Brano del documento:
※
Ciò di cui invece non si discusse in quella sede è il comando sui saperi e sui brevetti detenuto dalle grandi imprese multinazionali. L’internazionalizzazione della produzione ha infatti comportato il più grande processo di concentrazione tecnologica e dei saperi che mai si sia verificato nella storia del capitalismo.

In particolare la questione dei “saperi” ha assunto un valore strategico. Quando si parla di saperi è necessario distinguere tra saperi “codificati” e saperi “taciti”.

I primi si riferiscono a tutte quelle nozioni e competenze che sono trasmettibili da persona a persona grazie alle tecnologie informatiche e che sono essenziali per lo svolgimento delle mansioni produttive sia a livello materiale che immateriale. Costituiscono il principale strumento per la diffusione delle tecnologie e variano in funzione della specializzazione professionale. Sono l’essenza di ciò che comunemente viene definita “formazione professionale”. Più essi si diffondono, più coloro che ne sono portatori possono essere interscambiabili e ciò, all’interno di un crescente individualizzazione della prestazione lavorativa e contrattuale, porta all’incremento di concorrenza tra i lavoratori e di flessibilità ad esclusivo vantaggio delle imprese con effetti depressivi sulle remunerazioni e sull’omogeneità del mercato del lavoro. Essi riguardano in maggior misura i settori che non si collocano sulla frontiera tecnologica e le prestazioni che meno richiedono esclusività di competenze, con conseguene maggior flessibilità di adozione e di dismissione [1]..
※
Dati forniti:
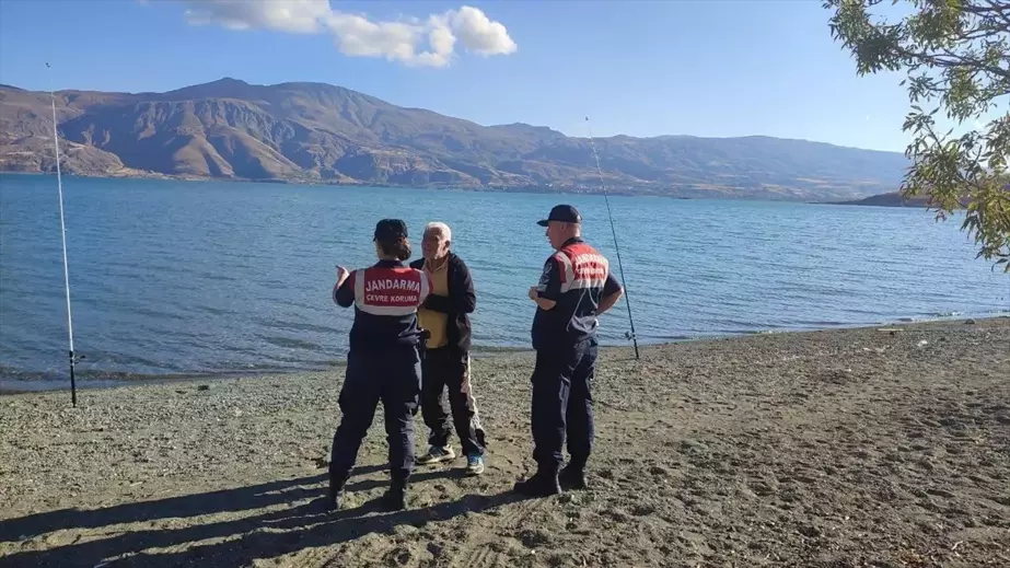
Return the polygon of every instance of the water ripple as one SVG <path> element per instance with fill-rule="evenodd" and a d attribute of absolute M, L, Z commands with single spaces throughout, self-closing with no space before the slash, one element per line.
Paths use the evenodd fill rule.
<path fill-rule="evenodd" d="M 66 303 L 48 176 L 0 176 L 0 376 L 61 376 Z M 323 369 L 353 311 L 334 265 L 374 262 L 376 219 L 443 220 L 473 270 L 476 349 L 526 347 L 526 290 L 549 256 L 534 224 L 572 202 L 616 268 L 602 198 L 175 183 L 65 184 L 81 376 Z M 1010 279 L 974 259 L 959 220 L 918 209 L 612 199 L 643 341 L 1010 310 Z M 601 318 L 625 345 L 620 304 Z"/>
※
Compiti da svolgere:
A. Riduci a un elenco più breve il paragrafo del brano sui saperi che inizia con «I primi si riferiscono», conservandone i fatti principali.
B. Duplica dal brano sui saperi il passo che va da "Ciò di cui invece" fino a "storia del capitalismo.", quest'ultimo compreso.
Il materiale non ha alcun legame con il brano sui saperi.

Risposte per compito:
A.
- I saperi codificati sono nozioni e competenze trasmissibili da persona a persona grazie alle tecnologie informatiche, essenziali per le mansioni produttive materiali e immateriali.
- Sono il principale strumento di diffusione delle tecnologie, variano secondo la specializzazione professionale e costituiscono l'essenza della formazione professionale.
- Più si diffondono, più chi li possiede diventa interscambiabile. Con la crescente individualizzazione della prestazione lavorativa e contrattuale, ciò accresce la concorrenza tra lavoratori e la flessibilità a esclusivo vantaggio delle imprese. Ne derivano effetti depressivi sulle remunerazioni e sull'omogeneità del mercato del lavoro.
- Riguardano soprattutto i settori che non stanno sulla frontiera tecnologica e le prestazioni che richiedono competenze poco esclusive. Queste prestazioni sono quindi più flessibili da adottare e da dismettere.

B.
Ciò di cui invece non si discusse in quella sede è il comando sui saperi e sui brevetti detenuto dalle grandi imprese multinazionali. L’internazionalizzazione della produzione ha infatti comportato il più grande processo di concentrazione tecnologica e dei saperi che mai si sia verificato nella storia del capitalismo.